[Selected passage Boundary: Start]
* $45 mln payout includes criminal, civil penalties
* Par accused of marketing drug for off-label use
* TPG Capital bought Par for $1.9 bln in September
By Linda Federico-O'Murchu and Jonathan Stempel
March 5 Par Pharmaceutical Cos, a generic
drugmaker, has pleaded guilty to improperly marketing a
medication intended to address appetite loss in AIDS patients,
and agreed to pay $45 million to resolve a federal criminal
probe and related civil litigation.
The company pleaded guilty to a misdemeanor charge for
misbranding the drug Megace ES for uses not approved by the U.S.
Food and Drug Administration, at a hearing before U.S.
Magistrate Judge Madeline Cox Arleo in Newark, New Jersey.
Private equity firm TPG Capital LP bought Par for $1.9
billion in September.
Federal prosecutors said Megace ES was meant to treat
anorexia and other weight loss in AIDS patients, but that Par
deliberately promoted it for off-label uses, such as for elderly
nursing home residents who were losing weight.
"The conduct of this company was in some real measure
flagrant," U.S. Attorney Paul Fishman in New Jersey said in an
interview at his office. "The company was told on at least two
occasions in 2005 that it did not have permission from the FDA
to market this drug as appropriate for senior citizens, and it
chose to ignore that. And it made the wrong choice."
Par and its lawyer did not immediately respond to several
requests for comment.
Tuesday's settlement includes an $18 million fine, a $4.5
million criminal forfeiture, and $22.5 million to resolve civil
litigation against the Woodcliff Lake, New Jersey-based company.
[Selected passage Boundary: End]
[Supplied data Boundary: Start]
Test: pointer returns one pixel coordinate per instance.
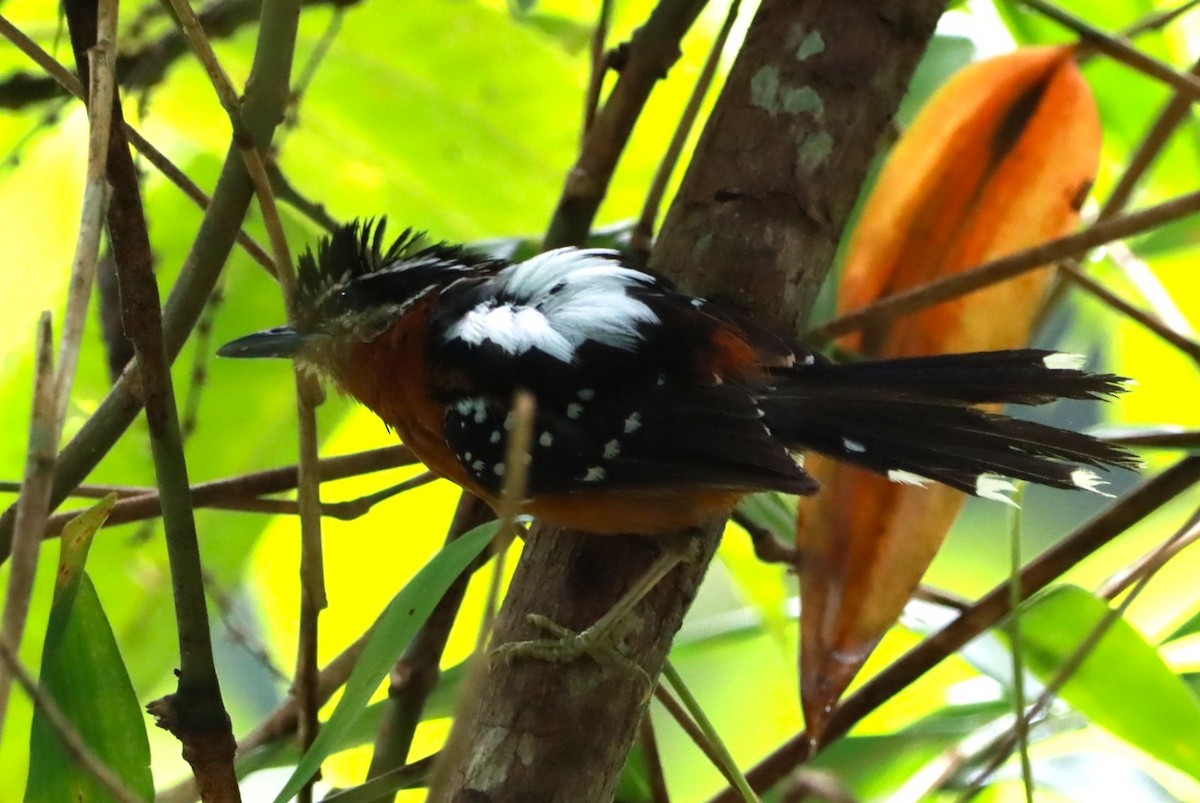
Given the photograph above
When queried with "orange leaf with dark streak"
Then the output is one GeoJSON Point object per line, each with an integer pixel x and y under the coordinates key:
{"type": "Point", "coordinates": [1000, 159]}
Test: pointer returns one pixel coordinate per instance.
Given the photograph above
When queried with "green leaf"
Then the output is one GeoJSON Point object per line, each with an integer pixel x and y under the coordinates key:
{"type": "Point", "coordinates": [84, 673]}
{"type": "Point", "coordinates": [393, 631]}
{"type": "Point", "coordinates": [1125, 687]}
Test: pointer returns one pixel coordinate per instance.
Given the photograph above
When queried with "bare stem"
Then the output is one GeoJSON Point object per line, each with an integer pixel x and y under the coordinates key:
{"type": "Point", "coordinates": [33, 507]}
{"type": "Point", "coordinates": [71, 738]}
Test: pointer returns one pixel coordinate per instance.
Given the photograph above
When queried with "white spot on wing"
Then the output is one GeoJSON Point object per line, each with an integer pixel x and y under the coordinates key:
{"type": "Point", "coordinates": [995, 487]}
{"type": "Point", "coordinates": [1089, 480]}
{"type": "Point", "coordinates": [1065, 361]}
{"type": "Point", "coordinates": [907, 478]}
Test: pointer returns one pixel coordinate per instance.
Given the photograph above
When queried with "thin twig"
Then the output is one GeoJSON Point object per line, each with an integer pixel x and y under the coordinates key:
{"type": "Point", "coordinates": [655, 777]}
{"type": "Point", "coordinates": [1017, 646]}
{"type": "Point", "coordinates": [1149, 149]}
{"type": "Point", "coordinates": [34, 504]}
{"type": "Point", "coordinates": [417, 673]}
{"type": "Point", "coordinates": [65, 730]}
{"type": "Point", "coordinates": [1005, 268]}
{"type": "Point", "coordinates": [642, 238]}
{"type": "Point", "coordinates": [1006, 743]}
{"type": "Point", "coordinates": [95, 205]}
{"type": "Point", "coordinates": [281, 723]}
{"type": "Point", "coordinates": [684, 720]}
{"type": "Point", "coordinates": [651, 53]}
{"type": "Point", "coordinates": [599, 66]}
{"type": "Point", "coordinates": [1158, 21]}
{"type": "Point", "coordinates": [711, 735]}
{"type": "Point", "coordinates": [517, 459]}
{"type": "Point", "coordinates": [196, 712]}
{"type": "Point", "coordinates": [69, 82]}
{"type": "Point", "coordinates": [991, 609]}
{"type": "Point", "coordinates": [231, 491]}
{"type": "Point", "coordinates": [1179, 340]}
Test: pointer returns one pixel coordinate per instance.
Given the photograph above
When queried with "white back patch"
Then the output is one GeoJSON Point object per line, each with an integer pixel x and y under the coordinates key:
{"type": "Point", "coordinates": [995, 487]}
{"type": "Point", "coordinates": [557, 301]}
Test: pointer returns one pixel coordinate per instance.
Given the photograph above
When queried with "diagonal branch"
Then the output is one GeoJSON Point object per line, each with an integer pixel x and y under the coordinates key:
{"type": "Point", "coordinates": [759, 216]}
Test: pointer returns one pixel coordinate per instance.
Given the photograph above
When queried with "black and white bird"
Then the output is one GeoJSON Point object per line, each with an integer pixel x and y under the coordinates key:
{"type": "Point", "coordinates": [655, 411]}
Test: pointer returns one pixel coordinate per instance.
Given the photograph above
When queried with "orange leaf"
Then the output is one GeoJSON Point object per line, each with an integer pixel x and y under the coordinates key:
{"type": "Point", "coordinates": [999, 160]}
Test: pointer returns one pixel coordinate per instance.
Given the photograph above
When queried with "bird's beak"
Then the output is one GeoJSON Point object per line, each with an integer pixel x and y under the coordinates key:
{"type": "Point", "coordinates": [281, 341]}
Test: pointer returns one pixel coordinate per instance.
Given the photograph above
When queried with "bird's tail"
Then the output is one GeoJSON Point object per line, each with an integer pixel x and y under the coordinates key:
{"type": "Point", "coordinates": [915, 419]}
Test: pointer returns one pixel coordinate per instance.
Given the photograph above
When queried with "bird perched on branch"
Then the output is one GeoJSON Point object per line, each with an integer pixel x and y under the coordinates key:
{"type": "Point", "coordinates": [655, 411]}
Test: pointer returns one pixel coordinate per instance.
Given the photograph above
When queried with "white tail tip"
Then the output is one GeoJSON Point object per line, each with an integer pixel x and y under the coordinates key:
{"type": "Point", "coordinates": [1089, 480]}
{"type": "Point", "coordinates": [995, 487]}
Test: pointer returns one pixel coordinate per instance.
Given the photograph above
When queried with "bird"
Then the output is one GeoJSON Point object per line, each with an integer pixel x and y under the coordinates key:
{"type": "Point", "coordinates": [655, 411]}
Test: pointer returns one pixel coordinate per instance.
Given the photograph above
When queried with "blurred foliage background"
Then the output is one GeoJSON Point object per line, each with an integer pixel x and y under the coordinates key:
{"type": "Point", "coordinates": [462, 118]}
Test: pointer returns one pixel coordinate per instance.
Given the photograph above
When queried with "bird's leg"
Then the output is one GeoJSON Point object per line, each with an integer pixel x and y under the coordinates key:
{"type": "Point", "coordinates": [600, 640]}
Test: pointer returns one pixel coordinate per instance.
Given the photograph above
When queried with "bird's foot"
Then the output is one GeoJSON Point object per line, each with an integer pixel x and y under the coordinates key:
{"type": "Point", "coordinates": [600, 643]}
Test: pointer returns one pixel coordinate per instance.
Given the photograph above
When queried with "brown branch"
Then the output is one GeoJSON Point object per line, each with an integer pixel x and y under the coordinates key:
{"type": "Point", "coordinates": [415, 675]}
{"type": "Point", "coordinates": [757, 217]}
{"type": "Point", "coordinates": [147, 65]}
{"type": "Point", "coordinates": [985, 613]}
{"type": "Point", "coordinates": [195, 713]}
{"type": "Point", "coordinates": [1120, 51]}
{"type": "Point", "coordinates": [33, 507]}
{"type": "Point", "coordinates": [1179, 340]}
{"type": "Point", "coordinates": [263, 102]}
{"type": "Point", "coordinates": [600, 59]}
{"type": "Point", "coordinates": [642, 238]}
{"type": "Point", "coordinates": [657, 778]}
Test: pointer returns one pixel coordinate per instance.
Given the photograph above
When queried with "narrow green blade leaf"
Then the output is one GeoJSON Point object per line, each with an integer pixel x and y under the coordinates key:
{"type": "Point", "coordinates": [84, 673]}
{"type": "Point", "coordinates": [393, 631]}
{"type": "Point", "coordinates": [1123, 685]}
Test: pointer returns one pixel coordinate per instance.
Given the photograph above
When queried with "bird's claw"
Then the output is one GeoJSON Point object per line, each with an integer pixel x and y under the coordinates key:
{"type": "Point", "coordinates": [565, 646]}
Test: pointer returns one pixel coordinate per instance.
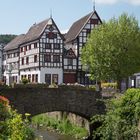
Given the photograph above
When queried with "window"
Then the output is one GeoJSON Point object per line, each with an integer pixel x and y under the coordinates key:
{"type": "Point", "coordinates": [27, 60]}
{"type": "Point", "coordinates": [57, 46]}
{"type": "Point", "coordinates": [88, 31]}
{"type": "Point", "coordinates": [36, 78]}
{"type": "Point", "coordinates": [70, 61]}
{"type": "Point", "coordinates": [35, 58]}
{"type": "Point", "coordinates": [51, 35]}
{"type": "Point", "coordinates": [47, 58]}
{"type": "Point", "coordinates": [35, 45]}
{"type": "Point", "coordinates": [25, 48]}
{"type": "Point", "coordinates": [55, 78]}
{"type": "Point", "coordinates": [56, 58]}
{"type": "Point", "coordinates": [93, 21]}
{"type": "Point", "coordinates": [22, 61]}
{"type": "Point", "coordinates": [21, 49]}
{"type": "Point", "coordinates": [48, 78]}
{"type": "Point", "coordinates": [29, 77]}
{"type": "Point", "coordinates": [30, 47]}
{"type": "Point", "coordinates": [47, 46]}
{"type": "Point", "coordinates": [33, 77]}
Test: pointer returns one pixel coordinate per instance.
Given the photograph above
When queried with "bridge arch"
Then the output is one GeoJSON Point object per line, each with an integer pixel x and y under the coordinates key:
{"type": "Point", "coordinates": [82, 102]}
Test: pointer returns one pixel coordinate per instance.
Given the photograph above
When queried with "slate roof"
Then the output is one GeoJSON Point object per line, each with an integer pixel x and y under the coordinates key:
{"type": "Point", "coordinates": [77, 26]}
{"type": "Point", "coordinates": [35, 31]}
{"type": "Point", "coordinates": [14, 43]}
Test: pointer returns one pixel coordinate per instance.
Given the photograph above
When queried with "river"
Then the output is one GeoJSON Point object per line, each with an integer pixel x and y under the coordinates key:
{"type": "Point", "coordinates": [43, 134]}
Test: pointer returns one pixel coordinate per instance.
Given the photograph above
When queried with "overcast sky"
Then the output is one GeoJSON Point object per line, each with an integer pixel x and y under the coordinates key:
{"type": "Point", "coordinates": [16, 16]}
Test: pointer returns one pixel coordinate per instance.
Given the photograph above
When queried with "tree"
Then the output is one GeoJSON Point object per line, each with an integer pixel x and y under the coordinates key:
{"type": "Point", "coordinates": [112, 50]}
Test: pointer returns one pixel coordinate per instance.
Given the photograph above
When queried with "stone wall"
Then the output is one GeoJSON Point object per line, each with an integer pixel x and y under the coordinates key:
{"type": "Point", "coordinates": [82, 102]}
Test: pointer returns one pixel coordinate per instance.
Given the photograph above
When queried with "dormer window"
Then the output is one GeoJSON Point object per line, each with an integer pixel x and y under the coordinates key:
{"type": "Point", "coordinates": [93, 21]}
{"type": "Point", "coordinates": [51, 28]}
{"type": "Point", "coordinates": [51, 35]}
{"type": "Point", "coordinates": [57, 46]}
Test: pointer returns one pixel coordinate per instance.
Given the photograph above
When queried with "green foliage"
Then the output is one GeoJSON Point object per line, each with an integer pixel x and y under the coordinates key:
{"type": "Point", "coordinates": [62, 126]}
{"type": "Point", "coordinates": [122, 118]}
{"type": "Point", "coordinates": [113, 49]}
{"type": "Point", "coordinates": [4, 39]}
{"type": "Point", "coordinates": [109, 85]}
{"type": "Point", "coordinates": [12, 127]}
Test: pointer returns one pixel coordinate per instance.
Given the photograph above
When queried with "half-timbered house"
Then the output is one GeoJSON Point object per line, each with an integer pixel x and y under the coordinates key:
{"type": "Point", "coordinates": [1, 50]}
{"type": "Point", "coordinates": [75, 41]}
{"type": "Point", "coordinates": [11, 60]}
{"type": "Point", "coordinates": [41, 52]}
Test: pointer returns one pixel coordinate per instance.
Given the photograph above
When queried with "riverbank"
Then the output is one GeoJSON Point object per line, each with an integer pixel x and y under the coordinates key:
{"type": "Point", "coordinates": [63, 126]}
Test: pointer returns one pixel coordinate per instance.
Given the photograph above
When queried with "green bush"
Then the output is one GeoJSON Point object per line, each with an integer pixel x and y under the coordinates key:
{"type": "Point", "coordinates": [122, 118]}
{"type": "Point", "coordinates": [12, 127]}
{"type": "Point", "coordinates": [62, 126]}
{"type": "Point", "coordinates": [109, 85]}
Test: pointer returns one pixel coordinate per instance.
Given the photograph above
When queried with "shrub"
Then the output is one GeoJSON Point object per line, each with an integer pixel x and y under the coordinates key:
{"type": "Point", "coordinates": [12, 127]}
{"type": "Point", "coordinates": [109, 85]}
{"type": "Point", "coordinates": [122, 118]}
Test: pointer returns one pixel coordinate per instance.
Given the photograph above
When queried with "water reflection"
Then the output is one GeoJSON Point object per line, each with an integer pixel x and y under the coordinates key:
{"type": "Point", "coordinates": [43, 134]}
[Supplied data Boundary: End]
Please copy the Par Pharmaceutical article, everything from "The company pleaded" down to "hearing before U.S.", changing "misdemeanor" to "felony". You can set the records aside, since none of the work depends on them.

The company pleaded guilty to a felony charge for
misbranding the drug Megace ES for uses not approved by the U.S.
Food and Drug Administration, at a hearing before U.S.